Objetivos →
a: Substitua "fundo" por "plano" ao reproduzir o trecho do texto sobre a Previdência do servidor público federal que começa nas palavras "Governo tem dificuldade" e termina após "variável no cálculo.".
b: Segundo o texto sobre a Previdência do servidor público federal, o que as áreas técnicas dos ministérios envolvidos no debate defendem?
c: Dê continuidade ao texto sobre a Previdência do servidor público federal a partir do ponto em que ele termina.

Trecho do documento →
____

Governo tem dificuldade para definir contribuição da União, devido ao grande número de servidores aposentados por questões de saúde
A indefinição sobre qual será a participação do Estado no fundo complementar de Previdência do servidor público federal passa pela dificuldade do governo em lidar com o elevado número de funcionários do Executivo que se aposentam por invalidez. Atenta aos impactos contábeis que essas baixas podem causar ao equilíbrio atuarial do fundo, as áreas técnicas dos ministérios envolvidos no debate defendem a idéia de incluir essa variável no cálculo.

____

(Itens armazenados do conjunto de dados)
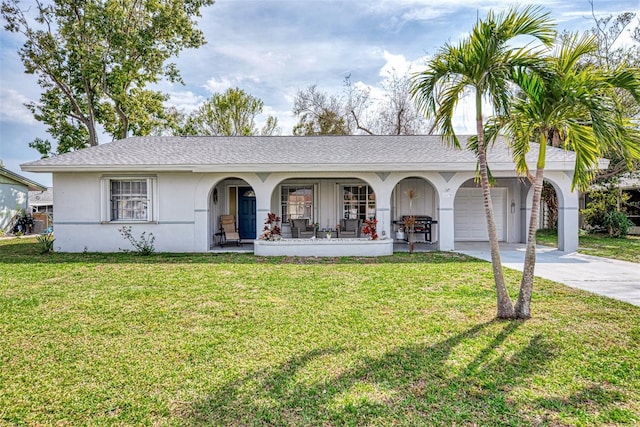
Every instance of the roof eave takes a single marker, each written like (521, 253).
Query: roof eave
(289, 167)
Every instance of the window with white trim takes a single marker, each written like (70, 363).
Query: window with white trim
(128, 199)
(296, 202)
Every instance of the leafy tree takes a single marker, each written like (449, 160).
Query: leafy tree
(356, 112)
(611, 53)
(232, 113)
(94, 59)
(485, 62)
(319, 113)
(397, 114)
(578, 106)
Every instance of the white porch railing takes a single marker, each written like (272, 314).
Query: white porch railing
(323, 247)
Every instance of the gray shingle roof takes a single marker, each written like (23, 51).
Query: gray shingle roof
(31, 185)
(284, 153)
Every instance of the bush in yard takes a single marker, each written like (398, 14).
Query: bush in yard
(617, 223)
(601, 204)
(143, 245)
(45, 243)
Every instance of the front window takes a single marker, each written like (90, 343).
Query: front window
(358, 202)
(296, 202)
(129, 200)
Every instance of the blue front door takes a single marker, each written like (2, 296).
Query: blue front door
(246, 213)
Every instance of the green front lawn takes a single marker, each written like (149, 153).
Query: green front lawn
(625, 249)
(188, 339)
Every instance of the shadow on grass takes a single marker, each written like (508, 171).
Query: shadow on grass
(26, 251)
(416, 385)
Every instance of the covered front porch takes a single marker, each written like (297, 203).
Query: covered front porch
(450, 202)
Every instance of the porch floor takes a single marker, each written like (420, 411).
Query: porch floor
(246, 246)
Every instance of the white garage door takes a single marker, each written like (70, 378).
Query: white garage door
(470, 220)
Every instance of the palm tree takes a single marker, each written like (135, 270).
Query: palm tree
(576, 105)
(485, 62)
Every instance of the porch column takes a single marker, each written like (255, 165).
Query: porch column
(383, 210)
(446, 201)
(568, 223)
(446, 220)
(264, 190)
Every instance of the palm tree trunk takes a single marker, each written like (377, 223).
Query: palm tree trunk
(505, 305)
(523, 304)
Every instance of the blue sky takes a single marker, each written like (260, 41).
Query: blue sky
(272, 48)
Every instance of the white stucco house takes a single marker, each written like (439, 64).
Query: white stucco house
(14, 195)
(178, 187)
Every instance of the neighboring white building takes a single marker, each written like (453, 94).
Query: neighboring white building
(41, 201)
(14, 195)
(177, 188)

____

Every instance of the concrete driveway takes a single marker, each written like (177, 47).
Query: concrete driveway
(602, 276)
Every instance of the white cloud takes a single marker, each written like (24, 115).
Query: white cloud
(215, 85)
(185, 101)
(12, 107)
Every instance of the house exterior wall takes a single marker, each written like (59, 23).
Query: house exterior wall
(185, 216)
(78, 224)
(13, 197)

____

Resultados →
a:
Governo tem dificuldade para definir contribuição da União, devido ao grande número de servidores aposentados por questões de saúde
A indefinição sobre qual será a participação do Estado no plano complementar de Previdência do servidor público federal passa pela dificuldade do governo em lidar com o elevado número de funcionários do Executivo que se aposentam por invalidez. Atenta aos impactos contábeis que essas baixas podem causar ao equilíbrio atuarial do plano, as áreas técnicas dos ministérios envolvidos no debate defendem a idéia de incluir essa variável no cálculo.

b: Defendem a ideia de incluir no cálculo a variável do elevado número de funcionários do Executivo que se aposentam por invalidez.

c:
Daí porque a alíquota da União ainda não foi estipulada. Na semana passada, quando o presidente Luiz Inácio Lula da Silva anunciou o Programa de Aceleração do Crescimento (PAC), na apresentação a ministros, governadores e parlamentares omitiu, de propósito, o índice. O Ministério do Planejamento defende 7,5%, mas técnicos de outros setores ligados à área econômica dizem que a discussão está só começando. Há quem apoie fixar algo como 6% ou 6,5% e, com o passar dos anos, o órgão gestor do fundo poderia sugerir, caso fosse necessário, um aumento na participação da União.
A quantidade de pedidos de aposentadoria por incapacidade é um gargalo que incomoda a administração pública. Dados da Secretaria de Recursos Humanos (SRH) mostram que, em 2005, a média foi 2,42 vezes maior do que a apurada na iniciativa privada pelo Instituto Nacional do Seguro Social (INSS). De acordo com o Ministério do Planejamento, nos últimos seis anos, 13.835 servidores se aposentaram por invalidez — 10.162, segundo o governo, são passíveis de revisão.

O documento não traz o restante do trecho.